Assignment: Set down all of the records exactly.

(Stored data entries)
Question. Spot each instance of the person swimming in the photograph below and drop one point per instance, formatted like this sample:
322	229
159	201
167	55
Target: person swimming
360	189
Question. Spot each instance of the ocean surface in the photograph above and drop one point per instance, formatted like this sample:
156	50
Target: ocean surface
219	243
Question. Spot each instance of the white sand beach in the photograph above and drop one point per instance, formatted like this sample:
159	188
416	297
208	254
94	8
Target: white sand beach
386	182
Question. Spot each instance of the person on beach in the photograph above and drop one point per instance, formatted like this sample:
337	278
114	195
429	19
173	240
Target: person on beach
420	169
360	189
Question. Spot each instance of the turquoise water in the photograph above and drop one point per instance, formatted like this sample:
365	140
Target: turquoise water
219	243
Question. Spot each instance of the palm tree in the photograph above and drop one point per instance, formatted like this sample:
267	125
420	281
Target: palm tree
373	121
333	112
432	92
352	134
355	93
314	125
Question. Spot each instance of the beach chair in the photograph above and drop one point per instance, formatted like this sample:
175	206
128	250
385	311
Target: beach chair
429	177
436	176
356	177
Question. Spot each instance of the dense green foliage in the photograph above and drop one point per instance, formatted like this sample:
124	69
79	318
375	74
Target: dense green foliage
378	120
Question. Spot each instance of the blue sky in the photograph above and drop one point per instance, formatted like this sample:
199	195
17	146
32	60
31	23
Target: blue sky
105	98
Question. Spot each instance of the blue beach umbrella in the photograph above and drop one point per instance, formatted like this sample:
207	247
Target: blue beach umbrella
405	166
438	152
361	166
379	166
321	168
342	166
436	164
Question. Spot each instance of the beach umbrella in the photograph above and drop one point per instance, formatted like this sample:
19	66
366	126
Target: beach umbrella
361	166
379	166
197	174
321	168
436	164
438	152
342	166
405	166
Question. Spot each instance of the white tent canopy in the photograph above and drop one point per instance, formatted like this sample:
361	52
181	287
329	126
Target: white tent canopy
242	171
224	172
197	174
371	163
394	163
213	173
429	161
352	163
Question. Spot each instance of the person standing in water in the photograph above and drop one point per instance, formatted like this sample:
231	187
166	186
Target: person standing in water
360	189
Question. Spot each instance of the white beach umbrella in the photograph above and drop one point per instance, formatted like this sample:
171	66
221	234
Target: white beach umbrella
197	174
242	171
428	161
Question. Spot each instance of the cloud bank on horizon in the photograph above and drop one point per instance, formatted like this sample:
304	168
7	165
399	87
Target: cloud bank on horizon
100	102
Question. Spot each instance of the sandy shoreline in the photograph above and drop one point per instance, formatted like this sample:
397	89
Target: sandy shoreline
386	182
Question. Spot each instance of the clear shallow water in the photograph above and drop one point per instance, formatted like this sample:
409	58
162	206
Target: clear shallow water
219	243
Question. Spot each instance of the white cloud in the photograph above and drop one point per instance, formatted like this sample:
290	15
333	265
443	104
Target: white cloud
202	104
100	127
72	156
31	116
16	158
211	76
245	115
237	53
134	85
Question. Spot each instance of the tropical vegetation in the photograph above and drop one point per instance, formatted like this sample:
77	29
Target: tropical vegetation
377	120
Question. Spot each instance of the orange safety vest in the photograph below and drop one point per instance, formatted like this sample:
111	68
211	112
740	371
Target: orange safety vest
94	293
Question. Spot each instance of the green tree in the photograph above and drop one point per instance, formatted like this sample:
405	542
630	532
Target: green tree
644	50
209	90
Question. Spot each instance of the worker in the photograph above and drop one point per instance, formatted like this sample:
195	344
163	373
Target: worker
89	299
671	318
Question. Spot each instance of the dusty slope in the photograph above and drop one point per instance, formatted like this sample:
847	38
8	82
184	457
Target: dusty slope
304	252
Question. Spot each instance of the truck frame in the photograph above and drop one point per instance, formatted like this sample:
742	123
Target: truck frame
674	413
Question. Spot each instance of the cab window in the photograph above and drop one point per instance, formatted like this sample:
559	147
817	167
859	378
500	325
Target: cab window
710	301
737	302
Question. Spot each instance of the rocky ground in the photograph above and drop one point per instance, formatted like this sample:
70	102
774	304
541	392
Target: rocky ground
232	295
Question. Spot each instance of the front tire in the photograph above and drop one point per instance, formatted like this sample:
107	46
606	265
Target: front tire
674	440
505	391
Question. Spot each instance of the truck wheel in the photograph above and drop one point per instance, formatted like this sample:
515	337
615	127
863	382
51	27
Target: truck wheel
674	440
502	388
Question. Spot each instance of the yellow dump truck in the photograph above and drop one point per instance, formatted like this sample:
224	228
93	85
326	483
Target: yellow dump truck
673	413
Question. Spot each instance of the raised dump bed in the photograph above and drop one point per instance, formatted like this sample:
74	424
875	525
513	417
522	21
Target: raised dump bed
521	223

Response:
Question. Spot each instance of the person swimming in the photograph below and drop one point per instance, formatted like this sample:
322	229
159	201
167	55
Target: person swimming
360	189
Question. Spot each instance of the ocean surface in the photograph above and drop one point per instance, formatted like this sample:
156	50
Target: ocean surface
219	243
Question. Spot each instance of the white sand beach in the photograph above and drop one point per instance, formatted like this sample:
159	188
416	297
208	254
94	8
Target: white sand beach
386	182
Question. Spot each instance of the person on beach in the photograph above and drop one point per instance, formatted like this sample:
337	278
114	195
429	19
173	240
Target: person on beach
420	169
360	189
Question. Spot each instance of the turquoise water in the photograph above and drop one point per instance, formatted like this sample:
365	140
Target: turquoise water
219	243
Question. Spot each instance of the palm tree in the photograph above and drop one point per instance, formatted like this sample:
267	125
420	281
Target: palm tree
373	121
333	112
432	92
352	134
355	93
314	125
Question. Spot each instance of the beach chair in the photograph above and drop one point per instance, formatted like this sample:
175	206
128	250
385	311
Target: beach chair
429	177
436	176
356	177
Question. Spot each instance of the dense green foliage in the photograph above and drop one point per instance, formatted like this sample:
124	69
79	318
375	74
Target: dense green foliage
378	120
Question. Spot each instance of the blue sky in the photograph above and drop one point per instance, formatted like this sample:
199	195
17	146
32	60
31	23
Target: blue sky
105	98
Question. Spot each instance of the blue beach umbrella in the photograph above and drop one point per instance, formatted like this sample:
207	247
Target: blue beach umbrella
405	166
438	152
361	166
379	166
321	168
342	166
436	164
Question. Spot each instance of the beach umbrella in the photograph above and drop one point per instance, formatted like this sample:
19	66
366	126
Target: beach umbrella
361	166
379	166
197	174
321	168
436	164
438	152
342	166
405	166
Question. Spot each instance of the white tent canopy in the photograph above and drop one point per instance, formatted like this sample:
361	52
181	287
329	126
Target: white tent canopy
242	171
224	172
197	174
371	163
394	163
213	173
429	161
352	163
Question. Spot each instance of the person standing in water in the photograph above and drop one point per instance, formatted like this sample:
231	187
166	186
Target: person standing in water
360	189
Question. Spot each instance of the white beach umbrella in the photograph above and drop one point per instance, formatted like this sample:
171	66
221	234
Target: white beach umbrella
197	174
242	171
428	161
Question. Spot each instance of the cloud bank on horizon in the photograph above and drop one point per instance, formatted like this sample:
304	168
7	165
399	87
Target: cloud bank on horizon
100	102
Question. Spot each instance of the sandy shoreline in the photograph above and drop one point per instance, formatted like this sample:
397	89
Target: sandy shoreline
386	182
Question. Spot each instance of the clear shallow water in the photograph above and drop one point per instance, formatted like this sample:
409	58
162	206
Target: clear shallow water
219	243
Question. Spot each instance of the white cloud in the photograph above and drop one point per instance, formatted like this sample:
290	15
333	265
443	104
Target: white cloud
202	104
100	127
72	156
31	116
16	158
211	76
245	115
237	53
134	85
Question. Spot each instance of the tropical vegetation in the photograph above and drop one point per instance, formatted like this sample:
77	29
Target: tropical vegetation
377	120
Question. Spot each instance of the orange safety vest in the photograph below and drop one point per instance, formatted like this sample:
111	68
211	112
740	371
Target: orange safety vest
94	293
Question. Spot each instance of the green tree in the photograph above and drop one point per instance, formatted like this sample:
405	542
630	532
Target: green tree
644	50
209	90
Question. Spot each instance of the worker in the photograph above and drop one point per instance, formatted like this sample:
195	344
163	373
Target: worker
89	299
671	318
Question. Spot each instance of the dusty slope in the photograph above and drop one point per instance, formatted like this sample:
847	38
8	82
184	457
Target: dusty slope
304	252
Question. Spot each instance of the truck frame in the photograph above and drop one point per instance, formatted like this sample:
742	123
Target: truck frame
674	413
Question. Spot each instance of the cab window in the photograph above and drop one point per instance, formatted like this sample:
559	147
817	167
859	378
500	325
Target: cab window
710	301
737	302
Question. Spot each instance of the rocky ground in the photograph above and drop one point per instance, formatted like this sample:
70	102
774	304
541	392
Target: rocky ground
232	295
Question. Spot each instance of the front tire in the photograph above and drop one point per instance, formatted like this sample:
107	46
606	265
Target: front tire
674	440
505	391
Question. Spot each instance of the truck wheel in the photograph above and drop one point per instance, formatted like this sample:
515	337
615	127
863	382
51	27
Target: truck wheel
674	440
502	388
Question. Spot each instance of the yellow dump truck in the photograph above and drop one point per instance, formatted like this sample:
224	228
93	85
326	483
Target: yellow dump truck
673	413
Question. Spot each instance of the raised dump bed in the photograph above and drop one point per instance, formatted like this sample:
74	424
875	525
513	417
522	21
Target: raised dump bed
521	223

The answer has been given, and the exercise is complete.